ABOUT THIS EXERCISE:
Your answer should consist only of the records, copied exactly, with the images removed.

=== Begin Enclosure ===

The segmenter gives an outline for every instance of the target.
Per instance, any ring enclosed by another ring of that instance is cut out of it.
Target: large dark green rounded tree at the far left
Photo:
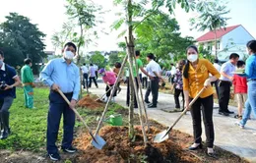
[[[10,13],[6,19],[0,25],[0,46],[5,52],[5,62],[14,67],[22,66],[24,59],[29,57],[33,62],[33,73],[38,74],[35,63],[46,57],[42,42],[45,34],[29,18],[17,13]]]

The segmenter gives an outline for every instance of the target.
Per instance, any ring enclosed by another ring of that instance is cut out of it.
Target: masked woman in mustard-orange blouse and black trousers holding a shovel
[[[206,130],[207,154],[216,157],[214,152],[214,89],[211,86],[212,81],[220,78],[220,73],[206,59],[198,58],[198,49],[196,46],[187,48],[187,63],[183,70],[183,91],[185,96],[185,107],[190,109],[193,121],[194,143],[189,147],[190,150],[202,148],[202,126],[201,126],[201,108]],[[212,75],[212,77],[209,76]],[[189,108],[189,102],[205,87],[205,90],[195,103]],[[201,107],[202,106],[202,107]]]

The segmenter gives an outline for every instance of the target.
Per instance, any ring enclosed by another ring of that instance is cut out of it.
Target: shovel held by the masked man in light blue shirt
[[[63,92],[60,89],[57,89],[57,91],[60,93],[60,95],[64,98],[64,100],[70,105],[69,100],[67,99],[67,97],[63,94]],[[100,137],[100,136],[94,136],[92,130],[87,126],[86,122],[83,120],[83,118],[80,116],[80,114],[78,113],[78,111],[75,108],[71,108],[75,114],[78,116],[78,118],[83,122],[83,124],[85,125],[85,127],[87,128],[87,130],[89,131],[90,136],[92,136],[93,141],[92,141],[92,145],[95,146],[97,149],[102,149],[102,147],[104,146],[104,144],[106,143],[105,140]]]

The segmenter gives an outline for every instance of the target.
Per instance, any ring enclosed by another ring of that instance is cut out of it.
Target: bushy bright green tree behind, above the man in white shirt
[[[188,45],[194,43],[192,37],[181,37],[178,30],[179,26],[175,19],[159,12],[135,28],[136,47],[141,49],[144,55],[149,52],[154,53],[158,61],[174,61],[184,53]],[[173,55],[170,56],[169,53]]]

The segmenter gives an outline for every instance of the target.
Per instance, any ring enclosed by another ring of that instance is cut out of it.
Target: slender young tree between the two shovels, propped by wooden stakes
[[[131,79],[132,75],[132,65],[133,61],[133,53],[134,53],[134,38],[133,38],[133,31],[136,27],[138,27],[141,23],[143,23],[148,18],[152,17],[156,13],[160,11],[161,7],[165,7],[168,9],[170,14],[173,14],[173,9],[175,8],[176,3],[181,4],[181,7],[184,8],[186,11],[189,11],[191,7],[193,7],[193,2],[188,0],[114,0],[115,4],[123,5],[124,13],[119,13],[120,19],[117,20],[113,24],[113,28],[118,29],[122,27],[122,24],[126,23],[128,25],[128,41],[127,41],[127,55],[129,56],[129,67],[130,67],[130,80],[132,81],[131,84],[131,93],[130,99],[134,99],[134,93],[132,91],[136,90],[136,85],[134,84],[134,80]],[[149,9],[148,6],[151,6]],[[119,35],[123,35],[126,33],[127,30],[123,30]],[[135,62],[136,64],[136,62]],[[138,94],[136,95],[138,96]],[[137,97],[136,97],[137,98]],[[138,98],[137,98],[138,99]],[[140,103],[139,100],[137,100]],[[134,137],[134,129],[133,129],[133,111],[134,111],[134,102],[130,101],[130,109],[129,109],[129,136],[132,138]],[[140,113],[140,112],[139,112]],[[141,121],[142,128],[144,125]],[[144,129],[143,129],[144,130]],[[146,141],[147,139],[144,138]]]

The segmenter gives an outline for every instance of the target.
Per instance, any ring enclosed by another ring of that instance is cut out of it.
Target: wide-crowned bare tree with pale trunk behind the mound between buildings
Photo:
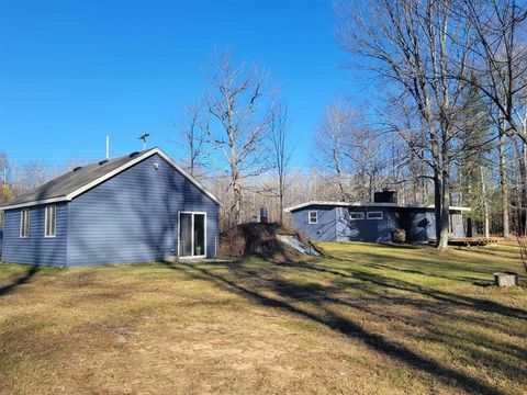
[[[209,82],[205,103],[213,121],[206,134],[229,176],[228,222],[239,224],[244,179],[268,170],[262,142],[269,131],[273,94],[267,91],[267,76],[258,67],[234,64],[228,50],[214,59]]]

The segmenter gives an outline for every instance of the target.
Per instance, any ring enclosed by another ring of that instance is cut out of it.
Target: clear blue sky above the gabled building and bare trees
[[[0,150],[23,163],[113,156],[152,134],[178,157],[169,113],[204,88],[215,48],[255,60],[282,87],[309,166],[324,108],[354,87],[332,3],[266,1],[0,1]]]

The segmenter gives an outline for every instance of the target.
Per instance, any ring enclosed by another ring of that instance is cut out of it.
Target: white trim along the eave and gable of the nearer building
[[[167,154],[165,154],[162,150],[159,148],[154,148],[150,149],[146,153],[143,153],[142,155],[137,155],[136,158],[133,160],[127,161],[123,166],[105,173],[102,177],[99,177],[97,180],[91,181],[90,183],[87,183],[82,185],[81,188],[75,190],[74,192],[68,193],[65,196],[58,196],[58,198],[52,198],[52,199],[44,199],[40,201],[33,201],[33,202],[25,202],[25,203],[19,203],[19,204],[12,204],[12,205],[5,205],[1,206],[0,210],[13,210],[13,208],[21,208],[21,207],[29,207],[33,205],[40,205],[40,204],[49,204],[49,203],[57,203],[57,202],[69,202],[74,198],[80,195],[81,193],[92,189],[93,187],[99,185],[100,183],[106,181],[108,179],[111,179],[112,177],[119,174],[120,172],[131,168],[132,166],[145,160],[146,158],[149,158],[153,155],[159,155],[162,159],[165,159],[171,167],[173,167],[177,171],[179,171],[184,178],[187,178],[190,182],[192,182],[199,190],[201,190],[203,193],[205,193],[209,198],[212,199],[213,202],[216,204],[221,205],[222,203],[220,200],[211,192],[209,191],[203,184],[198,181],[195,178],[193,178],[191,174],[189,174],[186,170],[183,170],[178,163],[176,163],[172,158],[170,158]]]

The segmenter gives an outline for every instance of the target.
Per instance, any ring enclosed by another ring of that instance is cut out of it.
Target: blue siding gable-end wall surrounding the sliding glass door
[[[69,210],[68,266],[143,262],[176,256],[178,213],[184,211],[206,213],[206,255],[215,256],[218,205],[154,155],[74,199]]]

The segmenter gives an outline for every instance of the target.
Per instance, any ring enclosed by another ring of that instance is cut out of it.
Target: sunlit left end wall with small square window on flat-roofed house
[[[307,215],[310,211],[316,211],[318,221],[316,224],[310,224]],[[312,206],[301,208],[291,213],[293,227],[310,237],[314,241],[335,241],[336,240],[336,207]]]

=== End Enclosure ===

SOLUTION:
The segmenter gives an outline for every instance of the target.
Per instance, any ring enclosed by another ring of that instance is cut out of it.
Target: large dark green rounded tree at the far left
Photo:
[[[10,13],[6,19],[0,25],[0,46],[5,52],[5,62],[14,67],[22,66],[24,59],[29,57],[33,62],[33,73],[38,74],[35,63],[46,57],[42,42],[45,34],[29,18],[17,13]]]

The segmenter gives an outline for every instance of the target.
Per instance, any ring enclosed by another ring of that instance is cut out of it.
Target: masked woman in mustard-orange blouse and black trousers holding a shovel
[[[206,130],[207,154],[216,157],[214,152],[214,89],[211,86],[212,81],[220,78],[220,73],[206,59],[198,58],[198,49],[196,46],[187,48],[187,63],[183,70],[183,91],[185,96],[185,107],[190,109],[193,121],[194,143],[189,147],[190,150],[202,148],[202,126],[201,126],[201,108]],[[212,75],[212,77],[209,76]],[[189,108],[189,102],[205,87],[205,90],[195,103]],[[201,107],[202,106],[202,107]]]

The segmenter gives an outline for every instance of the target.
Per instance, any ring enclosed by another ring of that instance is cut out of it.
Target: shovel held by the masked man in light blue shirt
[[[63,92],[60,89],[57,89],[57,91],[60,93],[60,95],[64,98],[64,100],[70,105],[69,100],[67,99],[67,97],[63,94]],[[100,137],[100,136],[94,136],[92,130],[87,126],[86,122],[83,120],[83,118],[80,116],[80,114],[78,113],[78,111],[75,108],[71,108],[75,114],[78,116],[78,118],[83,122],[83,124],[85,125],[85,127],[87,128],[87,130],[89,131],[90,136],[92,136],[93,141],[92,141],[92,145],[95,146],[97,149],[102,149],[102,147],[104,146],[104,144],[106,143],[105,140]]]

The segmenter gives an outline for every instance of the target.
Per instance, any ring enclosed by another ring of that instance is cut out of it.
Target: bushy bright green tree behind, above the man in white shirt
[[[188,45],[194,43],[192,37],[181,37],[178,30],[179,26],[175,19],[159,12],[135,28],[136,47],[141,49],[144,55],[149,52],[154,53],[158,61],[174,61],[184,53]],[[173,55],[170,56],[169,53]]]

The segmenter gives an outline for every instance of the target.
Per instance, any ring enclosed by another ring of that instance is cut out of it.
Target: slender young tree between the two shovels, propped by wooden stakes
[[[131,79],[132,75],[132,65],[133,61],[133,53],[134,53],[134,38],[133,38],[133,31],[136,27],[138,27],[141,23],[143,23],[148,18],[152,17],[156,13],[160,11],[161,7],[165,7],[168,9],[170,14],[173,14],[173,9],[175,8],[176,3],[181,4],[181,7],[184,8],[186,11],[189,11],[191,7],[193,7],[193,2],[188,0],[114,0],[115,4],[123,5],[124,13],[119,13],[120,19],[117,20],[113,24],[113,28],[118,29],[122,27],[122,24],[126,23],[128,25],[128,41],[127,41],[127,55],[129,56],[129,67],[130,67],[130,80],[132,81],[131,84],[131,93],[130,99],[134,99],[134,93],[132,91],[136,90],[136,85],[134,84],[134,80]],[[149,9],[148,6],[151,6]],[[119,35],[123,35],[126,33],[127,30],[123,30]],[[135,62],[136,64],[136,62]],[[138,94],[136,95],[138,96]],[[137,97],[136,97],[137,98]],[[138,98],[137,98],[138,99]],[[140,103],[139,100],[137,100]],[[134,137],[134,129],[133,129],[133,111],[134,111],[134,102],[130,101],[130,109],[129,109],[129,136],[132,138]],[[140,113],[140,112],[139,112]],[[141,121],[142,128],[144,125]],[[144,129],[143,129],[144,130]],[[146,141],[147,139],[144,138]]]

The segmenter gives an outline for every instance of the target.
Per instance, any ring enclosed by another ring of that instance is cut out of it.
Target: wide-crowned bare tree with pale trunk behind the mound between buildings
Photo:
[[[209,82],[205,103],[213,121],[206,134],[229,176],[228,222],[239,224],[244,179],[268,170],[262,142],[269,131],[273,94],[267,91],[267,76],[258,67],[234,64],[228,50],[214,59]]]

The segmenter gives an outline for every instance of the target.
Per instance, any ring enclosed by another ring of that instance is cut out of it.
Target: clear blue sky above the gabled building and bare trees
[[[0,150],[23,163],[113,156],[152,134],[178,157],[169,113],[204,88],[215,48],[255,60],[282,87],[309,166],[324,108],[354,87],[332,3],[266,1],[0,1]]]

The segmenter gives an outline for every instance of the target.
Per instance, any ring enclosed by another ring of that instance is cut out of it.
Target: white trim along the eave and gable of the nearer building
[[[167,154],[165,154],[162,150],[159,148],[154,148],[150,149],[146,153],[143,153],[142,155],[137,155],[136,158],[133,160],[127,161],[123,166],[105,173],[102,177],[99,177],[97,180],[91,181],[90,183],[87,183],[82,185],[81,188],[75,190],[74,192],[68,193],[65,196],[58,196],[58,198],[52,198],[52,199],[44,199],[40,201],[33,201],[33,202],[25,202],[25,203],[19,203],[19,204],[12,204],[12,205],[5,205],[1,206],[0,210],[13,210],[13,208],[21,208],[21,207],[29,207],[33,205],[40,205],[40,204],[49,204],[49,203],[57,203],[57,202],[69,202],[74,198],[80,195],[81,193],[92,189],[93,187],[99,185],[100,183],[106,181],[108,179],[111,179],[112,177],[119,174],[120,172],[131,168],[132,166],[145,160],[146,158],[149,158],[153,155],[159,155],[162,159],[165,159],[171,167],[173,167],[177,171],[179,171],[184,178],[187,178],[190,182],[192,182],[199,190],[201,190],[203,193],[205,193],[209,198],[212,199],[213,202],[216,204],[221,205],[222,203],[220,200],[211,192],[209,191],[203,184],[198,181],[195,178],[193,178],[191,174],[189,174],[186,170],[183,170],[178,163],[176,163],[172,158],[170,158]]]

The segmenter gives an outline for every instance of the target.
Per instance, any ring enclosed by another ring of that instance is cut out of it.
Target: blue siding gable-end wall surrounding the sliding glass door
[[[69,210],[68,266],[143,262],[176,256],[178,213],[184,211],[206,213],[206,255],[215,256],[218,205],[154,155],[74,199]]]

The segmenter gives an outline for every instance of the target.
Per instance, any ring enclosed by another ring of that instance is cut out of it.
Target: sunlit left end wall with small square window on flat-roofed house
[[[307,215],[310,211],[316,211],[318,221],[316,224],[310,224]],[[312,206],[301,208],[291,213],[293,227],[310,237],[314,241],[335,241],[336,240],[336,207]]]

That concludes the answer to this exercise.